## DIRECTION
Recast the lines of the records between the line containing "Give the outline of every instance of the orange" and the line containing "[[[427,4],[5,4],[3,194],[427,193]]]", inclusive, as a Markdown table with the columns Row and Line. Number each row, omit blank lines, and include no other lines.
## begin MATERIAL FOR THIS TASK
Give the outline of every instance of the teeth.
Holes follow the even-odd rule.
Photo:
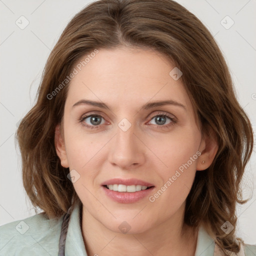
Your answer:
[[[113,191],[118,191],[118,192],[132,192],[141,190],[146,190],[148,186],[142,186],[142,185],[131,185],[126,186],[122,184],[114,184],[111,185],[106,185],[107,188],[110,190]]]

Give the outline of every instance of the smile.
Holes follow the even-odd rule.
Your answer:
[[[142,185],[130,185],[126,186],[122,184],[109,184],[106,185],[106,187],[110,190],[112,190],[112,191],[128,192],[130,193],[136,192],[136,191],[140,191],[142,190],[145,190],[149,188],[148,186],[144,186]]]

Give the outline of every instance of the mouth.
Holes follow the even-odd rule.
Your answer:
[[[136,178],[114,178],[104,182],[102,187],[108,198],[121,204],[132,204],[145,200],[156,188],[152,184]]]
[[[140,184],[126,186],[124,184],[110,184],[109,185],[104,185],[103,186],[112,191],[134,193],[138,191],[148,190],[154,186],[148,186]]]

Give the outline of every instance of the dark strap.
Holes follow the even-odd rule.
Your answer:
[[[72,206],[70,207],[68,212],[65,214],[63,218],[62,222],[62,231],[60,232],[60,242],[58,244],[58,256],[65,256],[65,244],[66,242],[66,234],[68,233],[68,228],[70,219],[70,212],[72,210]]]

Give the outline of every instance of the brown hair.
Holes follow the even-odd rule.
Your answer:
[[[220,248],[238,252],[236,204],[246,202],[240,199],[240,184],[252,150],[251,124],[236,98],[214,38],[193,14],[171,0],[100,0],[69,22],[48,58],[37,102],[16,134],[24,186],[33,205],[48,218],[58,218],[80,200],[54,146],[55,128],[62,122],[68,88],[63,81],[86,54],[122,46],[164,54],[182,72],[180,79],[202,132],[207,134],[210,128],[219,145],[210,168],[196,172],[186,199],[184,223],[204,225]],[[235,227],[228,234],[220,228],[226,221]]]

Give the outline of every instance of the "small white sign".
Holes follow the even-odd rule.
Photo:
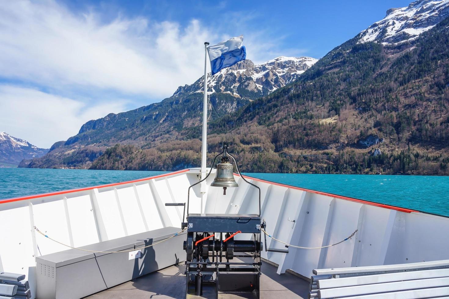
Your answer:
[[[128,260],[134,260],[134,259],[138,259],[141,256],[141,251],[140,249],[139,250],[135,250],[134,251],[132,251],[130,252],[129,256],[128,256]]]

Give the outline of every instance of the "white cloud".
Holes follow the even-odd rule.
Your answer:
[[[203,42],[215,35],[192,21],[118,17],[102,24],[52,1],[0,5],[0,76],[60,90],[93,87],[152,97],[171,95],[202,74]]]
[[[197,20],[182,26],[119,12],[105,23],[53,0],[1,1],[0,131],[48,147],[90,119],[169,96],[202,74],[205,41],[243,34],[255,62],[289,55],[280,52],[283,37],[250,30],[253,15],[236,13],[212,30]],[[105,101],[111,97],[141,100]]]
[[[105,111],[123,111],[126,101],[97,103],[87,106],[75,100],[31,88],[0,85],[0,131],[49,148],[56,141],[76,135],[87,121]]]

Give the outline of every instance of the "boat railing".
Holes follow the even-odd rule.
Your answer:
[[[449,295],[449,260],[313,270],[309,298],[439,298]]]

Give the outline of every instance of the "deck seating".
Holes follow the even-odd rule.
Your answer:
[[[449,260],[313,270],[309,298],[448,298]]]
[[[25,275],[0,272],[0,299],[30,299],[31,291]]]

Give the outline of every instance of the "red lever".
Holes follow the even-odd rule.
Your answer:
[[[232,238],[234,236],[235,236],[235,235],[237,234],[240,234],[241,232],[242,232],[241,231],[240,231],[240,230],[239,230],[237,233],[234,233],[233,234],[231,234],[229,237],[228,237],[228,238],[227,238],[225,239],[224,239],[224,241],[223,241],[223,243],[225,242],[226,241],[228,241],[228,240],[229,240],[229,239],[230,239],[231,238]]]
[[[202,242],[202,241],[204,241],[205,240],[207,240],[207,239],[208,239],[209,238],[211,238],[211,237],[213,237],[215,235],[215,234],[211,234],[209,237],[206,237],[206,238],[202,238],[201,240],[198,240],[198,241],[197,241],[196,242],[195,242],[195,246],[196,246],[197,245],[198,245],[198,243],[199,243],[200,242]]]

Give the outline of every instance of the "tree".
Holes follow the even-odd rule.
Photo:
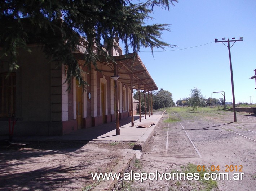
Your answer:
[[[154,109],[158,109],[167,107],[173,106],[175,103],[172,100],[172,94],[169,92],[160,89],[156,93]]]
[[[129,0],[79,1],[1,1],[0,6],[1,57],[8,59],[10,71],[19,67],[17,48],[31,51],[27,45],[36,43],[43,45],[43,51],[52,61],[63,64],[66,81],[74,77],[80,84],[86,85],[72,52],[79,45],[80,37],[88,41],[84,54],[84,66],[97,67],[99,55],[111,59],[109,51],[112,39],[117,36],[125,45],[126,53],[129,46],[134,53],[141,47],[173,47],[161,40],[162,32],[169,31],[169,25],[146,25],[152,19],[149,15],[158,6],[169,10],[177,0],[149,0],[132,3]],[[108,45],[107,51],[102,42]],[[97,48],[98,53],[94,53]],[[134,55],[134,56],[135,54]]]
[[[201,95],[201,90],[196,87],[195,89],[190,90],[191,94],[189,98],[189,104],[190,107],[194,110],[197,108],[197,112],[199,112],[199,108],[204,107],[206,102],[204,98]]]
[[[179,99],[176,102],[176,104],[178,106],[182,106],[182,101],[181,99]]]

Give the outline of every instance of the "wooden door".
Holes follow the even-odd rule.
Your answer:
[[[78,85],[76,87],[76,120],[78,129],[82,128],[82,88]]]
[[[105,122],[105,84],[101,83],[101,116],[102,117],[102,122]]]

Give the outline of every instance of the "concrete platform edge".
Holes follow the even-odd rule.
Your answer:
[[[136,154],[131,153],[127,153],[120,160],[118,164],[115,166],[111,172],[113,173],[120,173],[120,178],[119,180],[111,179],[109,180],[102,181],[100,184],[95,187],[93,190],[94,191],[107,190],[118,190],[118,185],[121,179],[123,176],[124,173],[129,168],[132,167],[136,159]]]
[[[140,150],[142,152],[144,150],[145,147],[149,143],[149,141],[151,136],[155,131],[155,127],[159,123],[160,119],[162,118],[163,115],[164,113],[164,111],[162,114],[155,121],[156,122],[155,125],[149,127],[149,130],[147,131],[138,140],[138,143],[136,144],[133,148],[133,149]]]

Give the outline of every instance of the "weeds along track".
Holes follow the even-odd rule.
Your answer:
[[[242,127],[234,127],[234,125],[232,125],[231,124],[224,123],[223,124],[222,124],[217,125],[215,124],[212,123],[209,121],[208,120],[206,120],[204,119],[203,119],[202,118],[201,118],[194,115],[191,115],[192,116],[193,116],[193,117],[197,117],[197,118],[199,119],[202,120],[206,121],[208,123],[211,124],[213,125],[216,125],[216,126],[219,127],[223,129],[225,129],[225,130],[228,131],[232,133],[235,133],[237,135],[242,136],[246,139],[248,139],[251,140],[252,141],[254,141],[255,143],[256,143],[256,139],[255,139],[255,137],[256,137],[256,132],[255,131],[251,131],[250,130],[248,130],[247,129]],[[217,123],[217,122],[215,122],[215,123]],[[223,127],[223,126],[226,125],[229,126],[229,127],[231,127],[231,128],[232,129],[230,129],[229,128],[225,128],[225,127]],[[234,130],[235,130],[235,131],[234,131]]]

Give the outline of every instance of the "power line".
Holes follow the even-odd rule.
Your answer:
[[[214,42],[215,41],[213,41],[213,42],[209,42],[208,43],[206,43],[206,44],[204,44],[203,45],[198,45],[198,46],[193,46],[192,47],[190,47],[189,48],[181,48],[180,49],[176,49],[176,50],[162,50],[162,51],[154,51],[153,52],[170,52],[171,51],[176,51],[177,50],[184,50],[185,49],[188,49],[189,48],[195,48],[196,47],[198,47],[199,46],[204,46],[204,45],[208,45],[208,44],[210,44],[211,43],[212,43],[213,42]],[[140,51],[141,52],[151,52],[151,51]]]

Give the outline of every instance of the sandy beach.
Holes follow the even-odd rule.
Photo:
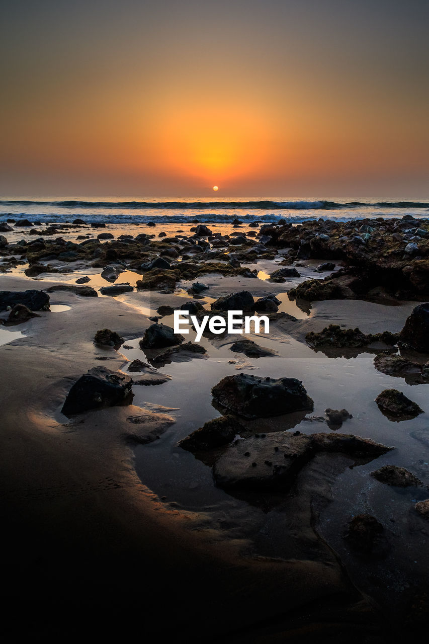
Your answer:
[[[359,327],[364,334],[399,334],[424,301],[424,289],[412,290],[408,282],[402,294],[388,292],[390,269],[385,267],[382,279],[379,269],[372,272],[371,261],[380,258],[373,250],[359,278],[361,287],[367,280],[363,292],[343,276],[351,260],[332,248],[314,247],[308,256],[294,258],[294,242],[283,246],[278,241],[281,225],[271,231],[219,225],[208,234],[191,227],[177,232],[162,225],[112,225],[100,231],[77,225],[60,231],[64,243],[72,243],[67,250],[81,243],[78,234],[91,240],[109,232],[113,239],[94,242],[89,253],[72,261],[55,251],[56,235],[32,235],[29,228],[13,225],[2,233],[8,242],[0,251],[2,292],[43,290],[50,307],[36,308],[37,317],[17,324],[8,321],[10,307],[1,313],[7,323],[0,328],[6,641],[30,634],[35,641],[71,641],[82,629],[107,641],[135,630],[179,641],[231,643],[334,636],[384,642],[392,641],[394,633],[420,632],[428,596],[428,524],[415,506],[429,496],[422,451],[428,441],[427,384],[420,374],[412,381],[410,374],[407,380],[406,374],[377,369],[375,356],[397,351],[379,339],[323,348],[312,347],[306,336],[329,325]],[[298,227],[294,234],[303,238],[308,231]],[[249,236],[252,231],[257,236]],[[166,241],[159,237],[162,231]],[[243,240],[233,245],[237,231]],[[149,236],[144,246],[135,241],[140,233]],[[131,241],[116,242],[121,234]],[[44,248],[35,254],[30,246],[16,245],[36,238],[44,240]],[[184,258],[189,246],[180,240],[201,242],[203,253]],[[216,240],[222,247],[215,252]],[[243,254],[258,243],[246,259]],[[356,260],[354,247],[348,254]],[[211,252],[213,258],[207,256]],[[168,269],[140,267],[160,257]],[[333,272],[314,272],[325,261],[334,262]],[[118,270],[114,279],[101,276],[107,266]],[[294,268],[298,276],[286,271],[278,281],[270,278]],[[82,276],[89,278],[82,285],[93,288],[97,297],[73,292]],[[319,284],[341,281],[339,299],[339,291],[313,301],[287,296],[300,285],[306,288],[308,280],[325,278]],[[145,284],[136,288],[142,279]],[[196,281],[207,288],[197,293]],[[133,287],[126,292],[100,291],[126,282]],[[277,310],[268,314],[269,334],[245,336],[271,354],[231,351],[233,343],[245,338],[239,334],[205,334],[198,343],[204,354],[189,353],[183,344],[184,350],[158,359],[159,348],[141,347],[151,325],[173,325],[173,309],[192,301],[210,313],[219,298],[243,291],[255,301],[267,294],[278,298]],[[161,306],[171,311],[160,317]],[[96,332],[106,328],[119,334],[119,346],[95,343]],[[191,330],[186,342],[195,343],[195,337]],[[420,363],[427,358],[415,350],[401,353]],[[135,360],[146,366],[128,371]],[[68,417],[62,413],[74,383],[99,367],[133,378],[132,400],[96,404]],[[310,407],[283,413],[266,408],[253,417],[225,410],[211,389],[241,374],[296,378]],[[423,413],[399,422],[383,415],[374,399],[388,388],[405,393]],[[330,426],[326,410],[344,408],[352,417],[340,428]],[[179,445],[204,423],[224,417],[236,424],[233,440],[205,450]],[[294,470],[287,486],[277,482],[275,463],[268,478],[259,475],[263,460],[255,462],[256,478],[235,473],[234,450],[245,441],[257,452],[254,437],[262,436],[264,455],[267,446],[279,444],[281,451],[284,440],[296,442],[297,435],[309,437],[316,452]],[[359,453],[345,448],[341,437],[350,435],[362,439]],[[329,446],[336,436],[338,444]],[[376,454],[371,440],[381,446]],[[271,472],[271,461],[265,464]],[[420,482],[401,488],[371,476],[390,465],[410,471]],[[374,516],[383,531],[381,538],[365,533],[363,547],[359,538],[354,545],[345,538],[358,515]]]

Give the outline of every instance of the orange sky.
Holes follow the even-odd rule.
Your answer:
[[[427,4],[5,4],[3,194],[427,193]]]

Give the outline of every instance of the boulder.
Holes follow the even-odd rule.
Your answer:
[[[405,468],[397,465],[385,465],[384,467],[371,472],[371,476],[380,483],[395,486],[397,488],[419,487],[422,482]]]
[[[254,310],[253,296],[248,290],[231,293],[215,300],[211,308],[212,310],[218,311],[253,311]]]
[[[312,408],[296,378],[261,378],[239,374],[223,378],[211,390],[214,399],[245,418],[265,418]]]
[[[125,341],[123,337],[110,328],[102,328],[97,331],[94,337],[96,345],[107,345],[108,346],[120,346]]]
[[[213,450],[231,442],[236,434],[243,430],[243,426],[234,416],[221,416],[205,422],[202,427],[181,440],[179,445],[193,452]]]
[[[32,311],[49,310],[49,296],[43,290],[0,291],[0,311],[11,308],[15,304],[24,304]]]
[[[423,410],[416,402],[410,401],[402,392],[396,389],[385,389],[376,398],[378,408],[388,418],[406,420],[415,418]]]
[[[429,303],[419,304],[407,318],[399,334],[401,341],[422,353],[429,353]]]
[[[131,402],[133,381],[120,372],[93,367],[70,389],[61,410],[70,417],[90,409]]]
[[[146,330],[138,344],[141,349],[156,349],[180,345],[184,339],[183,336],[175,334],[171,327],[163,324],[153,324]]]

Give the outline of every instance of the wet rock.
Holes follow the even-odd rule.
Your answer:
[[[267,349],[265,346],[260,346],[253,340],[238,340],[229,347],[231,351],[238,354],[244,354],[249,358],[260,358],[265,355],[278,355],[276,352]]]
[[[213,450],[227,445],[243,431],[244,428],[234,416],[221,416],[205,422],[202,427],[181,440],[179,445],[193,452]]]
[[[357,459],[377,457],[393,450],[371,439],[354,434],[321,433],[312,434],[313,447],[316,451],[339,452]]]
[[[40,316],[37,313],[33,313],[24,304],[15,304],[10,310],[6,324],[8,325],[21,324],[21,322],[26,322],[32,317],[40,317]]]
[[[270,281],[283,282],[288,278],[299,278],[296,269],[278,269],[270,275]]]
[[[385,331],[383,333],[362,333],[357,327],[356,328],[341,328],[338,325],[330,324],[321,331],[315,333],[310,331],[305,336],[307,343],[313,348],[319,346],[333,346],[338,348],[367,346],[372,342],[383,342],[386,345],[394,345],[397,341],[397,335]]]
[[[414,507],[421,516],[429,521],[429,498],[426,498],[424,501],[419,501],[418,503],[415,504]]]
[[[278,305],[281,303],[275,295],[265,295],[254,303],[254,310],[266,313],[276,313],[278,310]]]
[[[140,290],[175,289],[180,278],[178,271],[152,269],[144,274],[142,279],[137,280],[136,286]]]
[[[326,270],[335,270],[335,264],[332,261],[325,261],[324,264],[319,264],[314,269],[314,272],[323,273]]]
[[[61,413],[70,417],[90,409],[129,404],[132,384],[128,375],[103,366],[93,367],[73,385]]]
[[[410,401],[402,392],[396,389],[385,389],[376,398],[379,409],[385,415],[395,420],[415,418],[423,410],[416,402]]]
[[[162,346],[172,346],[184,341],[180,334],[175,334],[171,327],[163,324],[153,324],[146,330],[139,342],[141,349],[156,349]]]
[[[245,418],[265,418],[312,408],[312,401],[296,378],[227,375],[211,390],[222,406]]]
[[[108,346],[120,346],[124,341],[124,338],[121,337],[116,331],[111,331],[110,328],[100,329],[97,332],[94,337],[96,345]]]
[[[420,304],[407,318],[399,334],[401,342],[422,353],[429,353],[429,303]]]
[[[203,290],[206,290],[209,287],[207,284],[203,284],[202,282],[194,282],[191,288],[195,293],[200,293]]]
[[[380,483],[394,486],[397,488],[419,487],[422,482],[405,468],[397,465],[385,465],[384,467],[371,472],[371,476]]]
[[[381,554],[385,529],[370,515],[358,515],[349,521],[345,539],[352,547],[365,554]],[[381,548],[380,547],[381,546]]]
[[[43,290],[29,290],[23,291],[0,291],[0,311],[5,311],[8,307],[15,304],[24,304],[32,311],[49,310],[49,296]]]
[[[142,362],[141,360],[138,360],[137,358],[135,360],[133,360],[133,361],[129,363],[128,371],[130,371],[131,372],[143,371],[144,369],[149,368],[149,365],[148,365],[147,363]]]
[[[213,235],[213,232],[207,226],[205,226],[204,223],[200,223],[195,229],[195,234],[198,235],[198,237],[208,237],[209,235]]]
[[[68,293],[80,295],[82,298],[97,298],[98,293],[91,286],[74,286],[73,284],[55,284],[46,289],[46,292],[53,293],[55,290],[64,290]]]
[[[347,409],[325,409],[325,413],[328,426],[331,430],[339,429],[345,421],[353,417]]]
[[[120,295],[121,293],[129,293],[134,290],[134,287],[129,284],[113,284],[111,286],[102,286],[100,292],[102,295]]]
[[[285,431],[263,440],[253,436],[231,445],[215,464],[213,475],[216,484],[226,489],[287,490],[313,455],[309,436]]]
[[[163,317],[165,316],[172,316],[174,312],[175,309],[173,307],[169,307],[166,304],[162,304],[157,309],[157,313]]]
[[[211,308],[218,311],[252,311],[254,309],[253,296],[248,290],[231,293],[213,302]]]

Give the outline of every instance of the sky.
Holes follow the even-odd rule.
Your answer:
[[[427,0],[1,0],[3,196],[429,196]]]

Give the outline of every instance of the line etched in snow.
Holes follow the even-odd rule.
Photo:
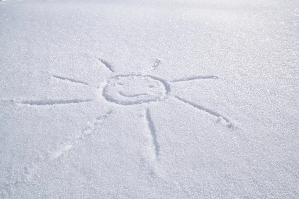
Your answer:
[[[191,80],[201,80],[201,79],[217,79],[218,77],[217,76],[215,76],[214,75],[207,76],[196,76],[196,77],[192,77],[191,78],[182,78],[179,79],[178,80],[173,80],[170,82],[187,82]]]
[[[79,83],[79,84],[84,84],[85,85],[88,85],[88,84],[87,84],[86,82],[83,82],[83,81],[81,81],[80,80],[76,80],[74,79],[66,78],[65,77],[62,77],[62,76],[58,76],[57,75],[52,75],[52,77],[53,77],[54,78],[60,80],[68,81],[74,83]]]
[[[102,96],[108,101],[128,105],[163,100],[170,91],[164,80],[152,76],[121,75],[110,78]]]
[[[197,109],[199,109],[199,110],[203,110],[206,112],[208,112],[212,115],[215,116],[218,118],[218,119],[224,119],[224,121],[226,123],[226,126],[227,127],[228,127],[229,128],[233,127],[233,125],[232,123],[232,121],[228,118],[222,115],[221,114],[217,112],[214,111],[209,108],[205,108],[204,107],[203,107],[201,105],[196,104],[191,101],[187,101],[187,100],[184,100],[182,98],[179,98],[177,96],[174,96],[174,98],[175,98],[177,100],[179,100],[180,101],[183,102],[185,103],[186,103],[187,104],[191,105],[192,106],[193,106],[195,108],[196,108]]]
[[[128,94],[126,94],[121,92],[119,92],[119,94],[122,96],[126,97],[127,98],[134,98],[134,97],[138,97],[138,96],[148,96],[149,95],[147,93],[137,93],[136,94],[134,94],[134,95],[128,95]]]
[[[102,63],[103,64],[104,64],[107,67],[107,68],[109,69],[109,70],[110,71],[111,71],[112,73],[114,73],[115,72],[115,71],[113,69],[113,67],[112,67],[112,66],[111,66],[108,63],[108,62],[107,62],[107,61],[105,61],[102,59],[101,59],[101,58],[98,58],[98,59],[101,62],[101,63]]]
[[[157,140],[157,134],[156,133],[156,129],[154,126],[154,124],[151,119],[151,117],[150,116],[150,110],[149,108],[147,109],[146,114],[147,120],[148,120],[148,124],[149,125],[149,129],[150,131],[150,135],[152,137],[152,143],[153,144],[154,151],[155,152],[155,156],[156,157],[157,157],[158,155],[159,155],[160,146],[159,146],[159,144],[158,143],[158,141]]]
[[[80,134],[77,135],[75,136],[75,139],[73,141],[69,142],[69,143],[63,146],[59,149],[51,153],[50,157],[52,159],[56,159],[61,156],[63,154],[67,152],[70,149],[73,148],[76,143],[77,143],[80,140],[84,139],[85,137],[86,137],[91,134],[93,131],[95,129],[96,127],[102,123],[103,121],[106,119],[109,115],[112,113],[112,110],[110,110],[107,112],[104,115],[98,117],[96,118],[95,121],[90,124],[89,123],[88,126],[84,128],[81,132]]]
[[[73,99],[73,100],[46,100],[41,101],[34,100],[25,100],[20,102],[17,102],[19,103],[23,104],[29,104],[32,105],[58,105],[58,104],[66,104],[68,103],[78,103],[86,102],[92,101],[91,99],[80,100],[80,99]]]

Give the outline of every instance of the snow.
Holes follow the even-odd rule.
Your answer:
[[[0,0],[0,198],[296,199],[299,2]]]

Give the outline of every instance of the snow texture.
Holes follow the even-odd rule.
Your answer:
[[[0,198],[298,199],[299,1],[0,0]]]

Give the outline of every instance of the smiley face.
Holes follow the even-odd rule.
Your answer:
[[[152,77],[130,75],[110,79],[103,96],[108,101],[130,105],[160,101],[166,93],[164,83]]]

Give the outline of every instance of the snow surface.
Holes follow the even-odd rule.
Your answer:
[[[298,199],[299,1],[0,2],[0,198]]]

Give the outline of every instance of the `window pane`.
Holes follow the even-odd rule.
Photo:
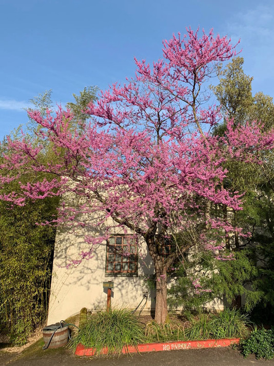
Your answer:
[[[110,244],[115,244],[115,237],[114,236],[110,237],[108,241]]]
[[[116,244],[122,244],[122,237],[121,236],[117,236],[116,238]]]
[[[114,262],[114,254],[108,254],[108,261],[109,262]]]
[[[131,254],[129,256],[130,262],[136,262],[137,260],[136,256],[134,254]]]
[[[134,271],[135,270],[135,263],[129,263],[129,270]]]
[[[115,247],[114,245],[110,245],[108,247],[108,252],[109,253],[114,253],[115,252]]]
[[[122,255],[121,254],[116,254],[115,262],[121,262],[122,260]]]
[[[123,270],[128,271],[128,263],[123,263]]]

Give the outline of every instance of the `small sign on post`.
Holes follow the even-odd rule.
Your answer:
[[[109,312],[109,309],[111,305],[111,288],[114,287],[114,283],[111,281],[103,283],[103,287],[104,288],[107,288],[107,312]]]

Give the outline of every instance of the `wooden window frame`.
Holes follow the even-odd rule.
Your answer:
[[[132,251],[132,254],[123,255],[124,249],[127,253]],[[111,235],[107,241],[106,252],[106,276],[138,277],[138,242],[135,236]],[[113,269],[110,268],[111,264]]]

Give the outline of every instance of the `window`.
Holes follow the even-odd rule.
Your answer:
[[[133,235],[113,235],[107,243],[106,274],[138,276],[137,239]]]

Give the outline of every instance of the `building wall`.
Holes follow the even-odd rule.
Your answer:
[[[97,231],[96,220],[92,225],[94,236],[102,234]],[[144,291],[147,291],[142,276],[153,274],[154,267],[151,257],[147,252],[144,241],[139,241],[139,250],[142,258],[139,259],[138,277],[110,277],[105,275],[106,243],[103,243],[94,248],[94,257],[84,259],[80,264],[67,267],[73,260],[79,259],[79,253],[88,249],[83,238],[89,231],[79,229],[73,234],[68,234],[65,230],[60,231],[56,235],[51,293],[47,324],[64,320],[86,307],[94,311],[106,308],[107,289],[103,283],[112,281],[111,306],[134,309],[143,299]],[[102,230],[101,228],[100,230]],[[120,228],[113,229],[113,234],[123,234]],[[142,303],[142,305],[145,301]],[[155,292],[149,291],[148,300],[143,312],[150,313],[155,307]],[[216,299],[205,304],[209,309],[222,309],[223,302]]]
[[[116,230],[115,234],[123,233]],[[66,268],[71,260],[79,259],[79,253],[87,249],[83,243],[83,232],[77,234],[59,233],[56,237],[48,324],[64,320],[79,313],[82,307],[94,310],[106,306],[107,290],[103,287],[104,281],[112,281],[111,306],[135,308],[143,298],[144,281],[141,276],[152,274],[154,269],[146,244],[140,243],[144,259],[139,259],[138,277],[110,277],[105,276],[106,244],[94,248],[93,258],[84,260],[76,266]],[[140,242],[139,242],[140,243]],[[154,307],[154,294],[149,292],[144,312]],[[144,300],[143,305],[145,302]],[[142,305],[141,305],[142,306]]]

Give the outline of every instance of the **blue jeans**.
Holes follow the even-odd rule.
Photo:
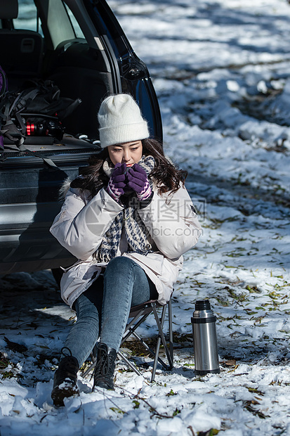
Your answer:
## end MATERIAL FOR THIS TASK
## WRITTEN SOLUTION
| Row | Line |
|---|---|
| 1 | Give the outline of every instance of the orange sky. |
| 2 | Holes follow the even-odd rule. |
| 3 | Your answer: |
| 4 | [[[427,4],[5,4],[3,194],[427,193]]] |